▶ [PROBLEM STATEMENT]
Below are the records. Transcribe them exactly.
MATERIAL FOR THE TASK below:
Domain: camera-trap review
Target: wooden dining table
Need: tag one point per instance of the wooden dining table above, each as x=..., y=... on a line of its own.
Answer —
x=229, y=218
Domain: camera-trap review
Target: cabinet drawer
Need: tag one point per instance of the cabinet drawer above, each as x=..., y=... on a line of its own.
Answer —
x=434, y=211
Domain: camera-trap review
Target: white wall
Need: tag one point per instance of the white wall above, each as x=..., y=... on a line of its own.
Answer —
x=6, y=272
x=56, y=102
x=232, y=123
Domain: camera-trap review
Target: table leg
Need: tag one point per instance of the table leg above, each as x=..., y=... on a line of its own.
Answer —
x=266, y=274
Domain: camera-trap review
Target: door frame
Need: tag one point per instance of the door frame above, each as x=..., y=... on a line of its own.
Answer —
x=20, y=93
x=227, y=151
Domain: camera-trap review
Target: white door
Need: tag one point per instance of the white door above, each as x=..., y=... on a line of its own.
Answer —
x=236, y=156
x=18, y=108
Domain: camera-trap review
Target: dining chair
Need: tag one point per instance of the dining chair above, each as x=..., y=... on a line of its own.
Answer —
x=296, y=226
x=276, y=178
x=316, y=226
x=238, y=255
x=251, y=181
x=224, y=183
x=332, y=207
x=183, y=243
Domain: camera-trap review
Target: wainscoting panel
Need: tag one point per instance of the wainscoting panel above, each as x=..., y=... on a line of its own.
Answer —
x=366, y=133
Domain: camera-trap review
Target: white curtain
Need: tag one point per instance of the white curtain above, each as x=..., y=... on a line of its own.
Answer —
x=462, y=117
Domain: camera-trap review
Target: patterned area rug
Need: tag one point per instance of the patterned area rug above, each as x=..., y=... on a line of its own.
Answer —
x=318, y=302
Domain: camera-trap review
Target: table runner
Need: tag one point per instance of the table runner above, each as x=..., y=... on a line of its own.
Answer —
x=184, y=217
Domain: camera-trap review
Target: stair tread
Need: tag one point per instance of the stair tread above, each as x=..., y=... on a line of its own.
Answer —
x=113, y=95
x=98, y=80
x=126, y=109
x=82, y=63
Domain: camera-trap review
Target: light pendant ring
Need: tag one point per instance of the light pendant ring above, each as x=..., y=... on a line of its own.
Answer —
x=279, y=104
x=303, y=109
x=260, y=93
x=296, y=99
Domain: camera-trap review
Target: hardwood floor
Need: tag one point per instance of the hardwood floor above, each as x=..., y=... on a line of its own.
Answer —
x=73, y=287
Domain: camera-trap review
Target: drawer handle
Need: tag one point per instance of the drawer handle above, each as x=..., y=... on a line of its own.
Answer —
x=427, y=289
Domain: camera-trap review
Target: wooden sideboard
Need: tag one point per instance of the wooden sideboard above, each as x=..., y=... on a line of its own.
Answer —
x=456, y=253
End of MATERIAL FOR THE TASK.
▶ [REPLY]
Domain: camera-trap review
Target: wooden dining table
Need: tag one point per instance of the wooden dining table above, each as x=..., y=... on a line of its own.
Answer —
x=229, y=218
Domain: camera-trap review
Target: cabinet drawer
Need: tag one point per instance of the cabinet drawer above, each as x=..., y=... on a line of its own.
Answer —
x=434, y=211
Domain: camera-trap review
Target: white wall
Need: tag one point per instance of the white wall above, each as x=..., y=... on a line of its own.
Answer —
x=6, y=272
x=56, y=102
x=232, y=123
Domain: camera-trap review
Target: table leg
Need: tag one point per instance of the table leg above, each as x=..., y=... on a line of its own.
Answer —
x=266, y=274
Domain: camera-trap review
Target: door frame
Need: tag one point per instance of the door frame above, each as x=..., y=... on a line of its own.
Answer —
x=20, y=93
x=227, y=151
Domain: camera-trap review
Target: white door
Need: tag one point per instance of the white door above, each as x=..., y=... on a line of its own.
Answer —
x=236, y=156
x=18, y=108
Domain: camera-trap review
Target: dining chair
Need: tag one point per instance of the dining chair above, each as x=..., y=... on a line of its own.
Answer —
x=296, y=226
x=276, y=178
x=316, y=226
x=238, y=255
x=251, y=181
x=224, y=183
x=332, y=207
x=183, y=243
Domain: camera-trap review
Target: wainscoting panel
Need: tag one point per instance of the wainscoting panel above, each as x=..., y=... on a line of its own.
Answer —
x=366, y=133
Domain: camera-trap review
Target: white curtain
Need: tag one point per instance of the white curtain above, each as x=..., y=... on a line of its own.
Answer —
x=462, y=117
Domain: camera-trap review
Target: patterned area rug
Need: tag one point per instance of the patterned area rug above, each as x=..., y=... on a line of its own.
Answer —
x=318, y=302
Domain: camera-trap review
Target: table runner
Need: tag one point per instance of the table runner above, each as x=..., y=... on a line of its own.
Answer —
x=184, y=217
Domain: camera-trap review
Target: stair tread
Need: tag one point per instance of the stair tread above, each as x=..., y=... on a line of its own.
Answer —
x=113, y=95
x=98, y=80
x=126, y=109
x=82, y=63
Domain: camera-trap review
Target: light pendant ring
Need: tag one point per instance of the light pendant ring above, each as x=..., y=... on a line of its own.
Answer —
x=279, y=104
x=303, y=109
x=260, y=93
x=296, y=99
Domain: camera-trap review
Target: hardwood floor
Need: tag one point per instance of the hardwood floor above, each as x=..., y=... on a line of its own.
Answer —
x=73, y=287
Domain: camera-trap review
Target: drawer handle
Need: tag one point per instance of the drawer handle above, each as x=..., y=... on a line of its own.
Answer —
x=427, y=289
Domain: camera-trap review
Target: wooden sideboard
Need: tag one point per instance of the wooden sideboard above, each as x=..., y=... on a line of its own.
Answer —
x=456, y=253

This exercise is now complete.